■ Recorded data
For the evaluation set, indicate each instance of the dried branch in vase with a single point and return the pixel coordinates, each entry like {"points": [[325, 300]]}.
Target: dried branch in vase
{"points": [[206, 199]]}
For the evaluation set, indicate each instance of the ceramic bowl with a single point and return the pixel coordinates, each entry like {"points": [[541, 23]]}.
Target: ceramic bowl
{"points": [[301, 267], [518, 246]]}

---

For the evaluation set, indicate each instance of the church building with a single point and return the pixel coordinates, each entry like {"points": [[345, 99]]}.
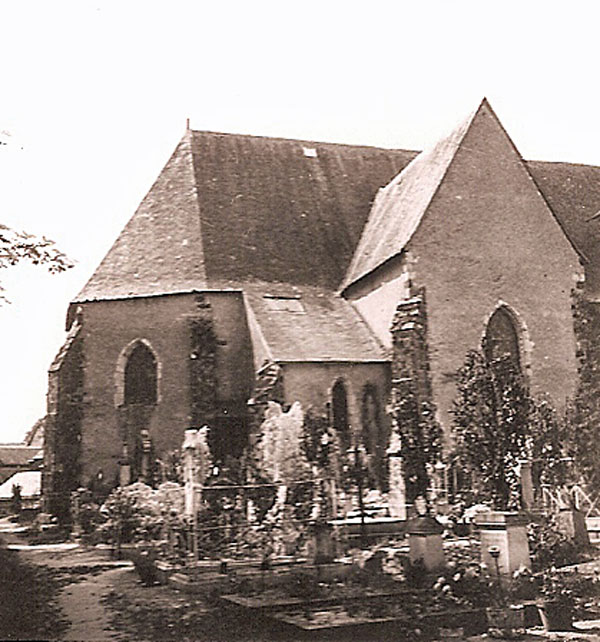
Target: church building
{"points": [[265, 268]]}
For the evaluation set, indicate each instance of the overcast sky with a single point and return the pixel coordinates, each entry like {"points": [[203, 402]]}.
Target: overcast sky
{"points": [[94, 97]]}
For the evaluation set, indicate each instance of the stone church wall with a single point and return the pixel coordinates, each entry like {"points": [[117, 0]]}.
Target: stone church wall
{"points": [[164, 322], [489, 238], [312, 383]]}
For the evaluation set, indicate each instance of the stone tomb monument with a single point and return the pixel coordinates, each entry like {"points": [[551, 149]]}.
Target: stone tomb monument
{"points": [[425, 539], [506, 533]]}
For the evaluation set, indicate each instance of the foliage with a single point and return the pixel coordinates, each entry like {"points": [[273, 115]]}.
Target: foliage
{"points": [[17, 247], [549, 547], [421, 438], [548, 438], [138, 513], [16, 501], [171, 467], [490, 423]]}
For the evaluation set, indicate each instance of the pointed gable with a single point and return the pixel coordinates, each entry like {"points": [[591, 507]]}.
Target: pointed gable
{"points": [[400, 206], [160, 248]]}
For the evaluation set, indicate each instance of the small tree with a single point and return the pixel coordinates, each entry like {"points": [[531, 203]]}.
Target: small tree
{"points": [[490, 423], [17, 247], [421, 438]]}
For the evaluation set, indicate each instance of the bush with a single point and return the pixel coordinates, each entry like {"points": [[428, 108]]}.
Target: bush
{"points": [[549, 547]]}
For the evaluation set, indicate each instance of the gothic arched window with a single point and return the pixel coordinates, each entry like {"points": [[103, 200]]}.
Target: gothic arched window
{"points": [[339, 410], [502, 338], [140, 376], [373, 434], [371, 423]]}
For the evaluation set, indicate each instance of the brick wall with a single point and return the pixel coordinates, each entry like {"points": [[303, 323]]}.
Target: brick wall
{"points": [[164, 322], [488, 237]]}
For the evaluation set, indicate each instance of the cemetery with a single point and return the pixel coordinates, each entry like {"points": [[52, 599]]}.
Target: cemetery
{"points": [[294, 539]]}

■ SET PROBLEM
Find each line in the records that contains the word "foliage" and copy those lines. Case counts.

■ FINAL RESULT
For the evaluation set, indicate each instance of the foliage with a single point and return the pixel coordinates, each entry like {"points": [[273, 115]]}.
Target: foliage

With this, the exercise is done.